_Extracted text_
+++

Topic 1.1: State of Matter and Measurement (H)

States of Matter

Metric Units

Measurement

Derived Units & Dimensional Analysis

100

The image shows a particle model of a substance . Identify the state of matter shown and describe the motion of the particles.

The state of matter is Solid. The particles are held in fixed positions and are only capable of vibrational motion (vibrating in place).

100

What unit of measurement do scientist use to measure temperature?

Degrees Celsius

100

What is the primary purpose of using significant figures in a scientific measurement?

Significant figures are used to communicate the certainty or precision of the measuring instrument used to take the measurement.

100

The key concept for this topic is that a derived unit is created by doing math to two or more simple units. Name two examples of derived units

g/mL

m²

km/s

cm³

200

Why does a gas, but not a liquid, fill and take the exact shape of any container it is placed in? Refer to the intermolecular forces (IMFs) and particle spacing in your answer.

+++

_What you will do_
Extend the review game on states of matter and measurement, starting right after its final line. The records have nothing to do with this.

_Stored records_
+++

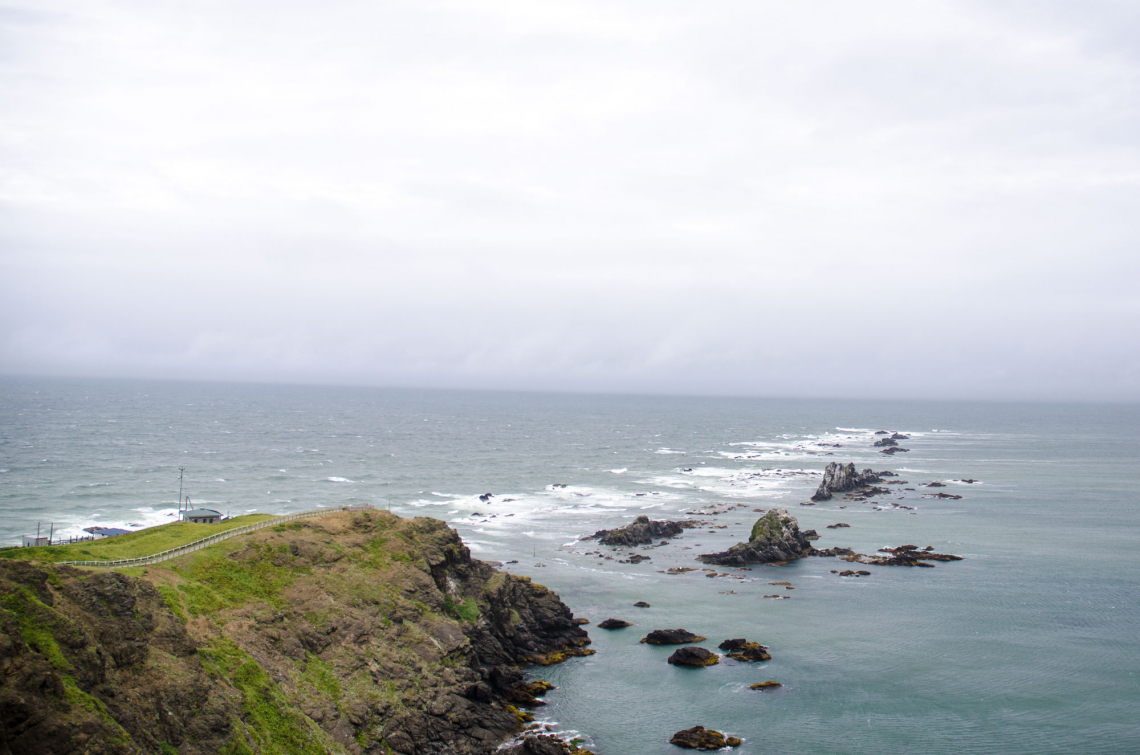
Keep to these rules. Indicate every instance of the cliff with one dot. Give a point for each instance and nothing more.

+++

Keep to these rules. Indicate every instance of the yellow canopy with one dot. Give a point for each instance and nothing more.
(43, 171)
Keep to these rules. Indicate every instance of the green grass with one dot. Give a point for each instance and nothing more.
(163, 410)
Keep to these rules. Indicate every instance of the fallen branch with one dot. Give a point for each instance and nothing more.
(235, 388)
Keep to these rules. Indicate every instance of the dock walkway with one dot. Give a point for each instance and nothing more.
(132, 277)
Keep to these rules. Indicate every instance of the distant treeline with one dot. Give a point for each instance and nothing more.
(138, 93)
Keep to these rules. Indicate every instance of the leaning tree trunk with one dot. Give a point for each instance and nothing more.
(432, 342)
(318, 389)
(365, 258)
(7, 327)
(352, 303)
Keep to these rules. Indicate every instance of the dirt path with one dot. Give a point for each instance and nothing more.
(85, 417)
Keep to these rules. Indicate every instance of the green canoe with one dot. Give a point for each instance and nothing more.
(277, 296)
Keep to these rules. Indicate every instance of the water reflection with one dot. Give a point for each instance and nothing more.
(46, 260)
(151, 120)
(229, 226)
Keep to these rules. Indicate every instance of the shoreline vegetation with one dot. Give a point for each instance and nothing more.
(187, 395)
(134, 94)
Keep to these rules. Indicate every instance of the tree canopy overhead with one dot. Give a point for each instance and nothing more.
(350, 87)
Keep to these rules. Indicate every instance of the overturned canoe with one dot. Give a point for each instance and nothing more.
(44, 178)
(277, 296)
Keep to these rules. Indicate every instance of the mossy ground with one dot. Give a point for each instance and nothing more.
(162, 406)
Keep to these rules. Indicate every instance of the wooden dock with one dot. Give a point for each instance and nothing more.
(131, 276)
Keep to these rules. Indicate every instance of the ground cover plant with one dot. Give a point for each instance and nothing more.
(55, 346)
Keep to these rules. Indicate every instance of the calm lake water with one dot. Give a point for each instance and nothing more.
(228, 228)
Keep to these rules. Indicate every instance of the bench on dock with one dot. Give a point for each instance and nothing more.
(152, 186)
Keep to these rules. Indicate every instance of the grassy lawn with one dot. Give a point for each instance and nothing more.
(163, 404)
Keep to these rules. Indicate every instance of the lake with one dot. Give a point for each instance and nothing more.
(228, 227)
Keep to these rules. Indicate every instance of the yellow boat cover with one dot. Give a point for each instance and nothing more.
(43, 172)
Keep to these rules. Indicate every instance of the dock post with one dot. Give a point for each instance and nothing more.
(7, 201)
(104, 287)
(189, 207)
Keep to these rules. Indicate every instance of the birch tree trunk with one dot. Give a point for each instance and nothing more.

+++

_Response for this exercise_
Gas particles have negligible (or very weak) intermolecular forces and move independently, causing them to spread out and fill the entire volume. Liquid particles have stronger IMFs which keep them closely packed and prevent them from expanding to fill the container.

200

The International System of Units (metric) uses a specific base unit to measure mass. Name this unit and the common piece of lab equipment used to measure it.

The SI base unit for mass is the gram (g). The equipment is a balance (or scale).

200

A student uses a ruler marked only in whole centimeters. They measure an object's length and estimate the final digit. If they record the length as 15.6 cm, identify the two certain digits and the one estimated (uncertain) digit.

The certain digits are 1 and 5 (the whole cm marks). The estimated (uncertain) digit is 6 (the decimal place the student guessed).

200

The derived unit for density is g/mL. If you have 10.0 grams of a substance and 2.0 milliliters of volume, what is the density, and what does the derived unit g/mL physically represent?

The density is 5.0 g/mL. The derived unit g/mL represents the mass contained in every single unit of volume (or: mass per unit volume).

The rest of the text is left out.